» Document extract
+===+

From mboxrd@z Thu Jan  1 00:00:00 1970
From: Arnaldo Carvalho de Melo <acme@ghostprotocols.net>
Subject: Re: How to check perf commands are producing proper output or not?
Date: Sat, 29 Jan 2011 11:07:34 -0200
Message-ID: <20110129130734.GG6345@ghostprotocols.net>
References: <AANLkTikZc4L=-xzmOvqLC00qNHLuqCBOdcD3hofBNfFN@mail.gmail.com>
 <20110128134811.GB6345@ghostprotocols.net>
 <alpine.DEB.2.00.1101280929240.10620@cl320.eecs.utk.edu>
 <20110128154314.GC6345@ghostprotocols.net>
 <alpine.DEB.2.00.1101281650230.10620@cl320.eecs.utk.edu>
Mime-Version: 1.0
Content-Type: text/plain; charset=us-ascii
Return-path: <linux-perf-users-owner@vger.kernel.org>
Received: from mail-yi0-f46.google.com ([209.85.218.46]:53777 "EHLO
	mail-yi0-f46.google.com" rhost-flags-OK-OK-OK-OK) by vger.kernel.org
	with ESMTP id S1751767Ab1A2NHl (ORCPT
	<rfc822;linux-perf-users@vger.kernel.org>);
	Sat, 29 Jan 2011 08:07:41 -0500
Received: by yib18 with SMTP id 18so1403745yib.19
        for <linux-perf-users@vger.kernel.org>; Sat, 29 Jan 2011 05:07:40 -0800 (PST)
Content-Disposition: inline
In-Reply-To: <alpine.DEB.2.00.1101281650230.10620@cl320.eecs.utk.edu>
Sender: linux-perf-users-owner@vger.kernel.org
List-ID: <linux-perf-users.vger.kernel.org>
To: Vince Weaver <vweaver1@eecs.utk.edu>
Cc: nelakurthi koteswararao <koteswararao18@gmail.com>, Han Pingtian <phan@redhat.com>, linux-perf-users@vger.kernel.org

Em Fri, Jan 28, 2011 at 05:03:06PM -0500, Vince Weaver escreveu:
> On Fri, 28 Jan 2011, Arnaldo Carvalho de Melo wrote:
> > My expectation so far, for basic tests, is not to precisely detect each
> > and every event, but to make sure that if a big number of cache misses
> > is being provoked, a big number of cache misses is being detected, to
> > test the basic working of the system.
> 
> So do you want to just check for a non-zero number for the various counts?
> That can be easily done.

Yeah, to check the basic functioning of the infrastructure.
 
> If you want something closer, such as if something like branches match
> to within 10% you end up needing assembly-coded benchmarks, as compiler
> variation can make it hard to tell if the results you are getting are 
> right or just coincidence.
 
> > After basic tests are in place, we go on trying to make them more
> > precise as is practical.

+===+

[Dataset items]
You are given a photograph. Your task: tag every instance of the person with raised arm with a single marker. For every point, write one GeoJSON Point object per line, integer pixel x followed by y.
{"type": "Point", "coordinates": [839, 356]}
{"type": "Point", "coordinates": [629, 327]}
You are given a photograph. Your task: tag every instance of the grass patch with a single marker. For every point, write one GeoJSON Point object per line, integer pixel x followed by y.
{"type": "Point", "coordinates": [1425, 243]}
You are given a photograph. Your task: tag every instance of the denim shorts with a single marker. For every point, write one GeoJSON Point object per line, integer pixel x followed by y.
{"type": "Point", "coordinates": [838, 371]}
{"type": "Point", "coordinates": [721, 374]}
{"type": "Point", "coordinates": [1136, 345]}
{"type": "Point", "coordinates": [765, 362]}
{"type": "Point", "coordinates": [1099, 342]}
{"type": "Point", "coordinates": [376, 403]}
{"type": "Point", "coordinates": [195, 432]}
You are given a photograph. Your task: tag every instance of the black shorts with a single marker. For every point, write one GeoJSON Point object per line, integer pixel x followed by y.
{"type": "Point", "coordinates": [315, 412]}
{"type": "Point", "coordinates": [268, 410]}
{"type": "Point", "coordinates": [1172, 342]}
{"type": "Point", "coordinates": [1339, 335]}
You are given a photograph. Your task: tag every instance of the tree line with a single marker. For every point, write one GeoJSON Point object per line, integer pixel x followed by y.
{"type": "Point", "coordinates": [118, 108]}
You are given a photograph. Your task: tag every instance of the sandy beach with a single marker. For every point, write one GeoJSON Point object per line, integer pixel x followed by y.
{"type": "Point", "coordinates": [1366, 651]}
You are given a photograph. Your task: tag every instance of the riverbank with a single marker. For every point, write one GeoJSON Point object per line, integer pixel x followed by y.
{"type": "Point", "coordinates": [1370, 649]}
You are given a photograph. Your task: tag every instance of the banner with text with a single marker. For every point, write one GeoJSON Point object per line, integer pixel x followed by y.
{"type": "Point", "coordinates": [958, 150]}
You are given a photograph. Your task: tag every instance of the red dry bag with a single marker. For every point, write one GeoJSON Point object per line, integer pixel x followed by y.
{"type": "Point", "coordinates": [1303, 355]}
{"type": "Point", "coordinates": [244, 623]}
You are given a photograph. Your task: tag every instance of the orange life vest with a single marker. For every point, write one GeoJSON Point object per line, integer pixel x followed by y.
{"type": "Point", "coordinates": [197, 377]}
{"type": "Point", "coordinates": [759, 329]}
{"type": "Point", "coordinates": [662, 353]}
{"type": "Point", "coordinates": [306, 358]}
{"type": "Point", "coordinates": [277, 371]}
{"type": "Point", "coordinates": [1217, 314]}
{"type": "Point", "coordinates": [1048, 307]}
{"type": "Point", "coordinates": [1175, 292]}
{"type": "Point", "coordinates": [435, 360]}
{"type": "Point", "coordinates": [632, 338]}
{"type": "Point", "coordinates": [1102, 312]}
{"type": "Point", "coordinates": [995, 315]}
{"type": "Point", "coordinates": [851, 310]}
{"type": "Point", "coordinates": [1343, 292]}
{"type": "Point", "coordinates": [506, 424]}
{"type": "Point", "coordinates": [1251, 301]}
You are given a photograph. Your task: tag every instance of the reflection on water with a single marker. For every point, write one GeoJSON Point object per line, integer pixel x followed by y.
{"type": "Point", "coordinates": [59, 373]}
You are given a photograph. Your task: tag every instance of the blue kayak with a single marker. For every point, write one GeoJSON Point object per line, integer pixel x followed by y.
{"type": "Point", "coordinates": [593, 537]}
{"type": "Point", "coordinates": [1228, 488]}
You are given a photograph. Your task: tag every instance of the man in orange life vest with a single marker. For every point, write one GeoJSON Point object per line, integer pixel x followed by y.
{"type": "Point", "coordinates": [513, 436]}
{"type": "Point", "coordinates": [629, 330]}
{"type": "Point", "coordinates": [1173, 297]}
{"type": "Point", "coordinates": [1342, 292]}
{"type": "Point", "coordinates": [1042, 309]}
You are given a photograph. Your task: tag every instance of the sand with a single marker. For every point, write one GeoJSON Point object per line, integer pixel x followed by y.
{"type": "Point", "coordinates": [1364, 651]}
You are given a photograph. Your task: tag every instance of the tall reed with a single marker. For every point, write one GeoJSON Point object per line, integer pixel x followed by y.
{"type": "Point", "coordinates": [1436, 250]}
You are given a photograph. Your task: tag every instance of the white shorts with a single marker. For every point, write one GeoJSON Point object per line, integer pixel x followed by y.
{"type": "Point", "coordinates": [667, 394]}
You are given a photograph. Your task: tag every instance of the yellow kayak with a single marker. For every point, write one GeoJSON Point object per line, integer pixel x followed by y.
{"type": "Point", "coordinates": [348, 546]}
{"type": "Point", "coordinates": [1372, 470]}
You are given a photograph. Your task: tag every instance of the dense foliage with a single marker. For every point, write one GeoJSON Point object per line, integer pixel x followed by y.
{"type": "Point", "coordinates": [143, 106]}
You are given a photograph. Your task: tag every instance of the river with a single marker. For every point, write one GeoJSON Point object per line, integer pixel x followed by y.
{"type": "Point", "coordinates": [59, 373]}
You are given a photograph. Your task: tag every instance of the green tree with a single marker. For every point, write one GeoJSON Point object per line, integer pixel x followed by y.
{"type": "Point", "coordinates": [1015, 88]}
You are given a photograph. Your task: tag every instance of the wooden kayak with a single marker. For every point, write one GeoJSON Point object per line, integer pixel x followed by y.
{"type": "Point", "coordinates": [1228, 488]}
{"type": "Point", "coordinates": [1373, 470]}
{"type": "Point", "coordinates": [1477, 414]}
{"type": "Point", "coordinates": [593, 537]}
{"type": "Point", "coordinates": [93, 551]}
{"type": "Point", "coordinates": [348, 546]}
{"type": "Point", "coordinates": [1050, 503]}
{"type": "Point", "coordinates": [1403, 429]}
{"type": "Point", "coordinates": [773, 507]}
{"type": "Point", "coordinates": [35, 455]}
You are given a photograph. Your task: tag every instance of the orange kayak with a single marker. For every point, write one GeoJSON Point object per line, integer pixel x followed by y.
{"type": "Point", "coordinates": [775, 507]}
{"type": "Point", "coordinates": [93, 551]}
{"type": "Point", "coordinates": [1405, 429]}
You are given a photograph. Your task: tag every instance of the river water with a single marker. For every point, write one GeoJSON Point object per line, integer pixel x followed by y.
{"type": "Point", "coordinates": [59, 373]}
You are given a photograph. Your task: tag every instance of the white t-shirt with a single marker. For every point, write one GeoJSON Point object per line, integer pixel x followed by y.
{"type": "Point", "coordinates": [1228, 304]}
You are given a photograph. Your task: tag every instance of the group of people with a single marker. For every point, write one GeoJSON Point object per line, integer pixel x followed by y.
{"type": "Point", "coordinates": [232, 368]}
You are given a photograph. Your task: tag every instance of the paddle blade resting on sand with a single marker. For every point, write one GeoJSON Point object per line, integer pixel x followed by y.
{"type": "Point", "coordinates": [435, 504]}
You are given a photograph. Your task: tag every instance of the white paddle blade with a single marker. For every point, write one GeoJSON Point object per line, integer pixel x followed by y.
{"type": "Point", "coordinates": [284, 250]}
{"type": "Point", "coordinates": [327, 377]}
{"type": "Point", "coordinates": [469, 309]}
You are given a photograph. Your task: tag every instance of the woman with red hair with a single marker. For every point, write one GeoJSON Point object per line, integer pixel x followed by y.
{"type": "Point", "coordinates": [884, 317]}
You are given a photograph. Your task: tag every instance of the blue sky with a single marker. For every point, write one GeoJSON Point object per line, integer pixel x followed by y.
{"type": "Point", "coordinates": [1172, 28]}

+===+

» Problem A
Name every recipient in the To and Cc lines of the email about checking perf output, by name or address as given.
» Problem B
According to the email about checking perf output, why does a closer check, such as branch counts matching to within 10%, require assembly-coded benchmarks? Answer in one to three sentences.
» Problem C
Carry on the email about checking perf output from its final line.

» Exercise answer A
Vince Weaver <vweaver1@eecs.utk.edu>, nelakurthi koteswararao <koteswararao18@gmail.com>, Han Pingtian <phan@redhat.com>, and linux-perf-users@vger.kernel.org

» Exercise answer B
Compiler variation can make it hard to tell whether the results are actually right or only match by coincidence. Assembly-coded benchmarks are needed to avoid that uncertainty.

» Exercise answer C
> You do have to be careful in situations like this.  The in-kernel AMD 
> branches count was wrong for a few kernel releases.  The count returned
> a roughly plausible number of branches, but it turns out it was only 
> counting retired-taken not retired-total branches.  Only a fairly exact 
> assembly-language test I was working on showed this problem.

And we want to avoid it from happening again for this specific case,
thus regression tests need to be in place, total agreement here :-)
 
> Another problem is with cache results.  This is why I wrote these tests to 
> begin with.  I had users of PAPI/perf_events tell me that our tool was 
> "broken" because they got implausibly low results for L2 cache misses (on 
> the order of maybe 20 misses for walking an array the size of L2 cache).
> It turns out that the HW prefetchers on modern machines are so good that
> unless you do random walks of the cache it will look like the counter is 
> broken.

:-)
 
> > > Even things you might think are simple, like retired-instructions can vary 
> > > wildly.  There are enough differences caused by Linux and processor errata 
> > > with retired-instructions that I wrote a whole 10 page paper about the 
> > > differences you see.
> > 
> > Cool, can I get the paper URL? I'd love to read it
> 
> Sure, it's:
>    http://web.eecs.utk.edu/~vweaver1/projects/deterministic/fhpm2010_weaver.pdf

Thanks!
 
> > > I have started writing some validation tests, though they use the PAPI 
> > > library which runs on top of perf-events.  You can see that and other 
> > > validation work linked to here:
> > >    http://web.eecs.utk.edu/~vweaver1/projects/validation-tests/
> > 
> > Will look at it, thanks for the pointer, thanks for working on it!
> 
> I'd be glad to help a bit with this, as I think it's an important topic.
> I should check out the current perf regression tests to see what's there.
> I've been working at higher levels with libpfm4 and PAPI because a lot of 
> the events I have problems with aren't necessarily the ones exposed by 
> perf (without using raw events).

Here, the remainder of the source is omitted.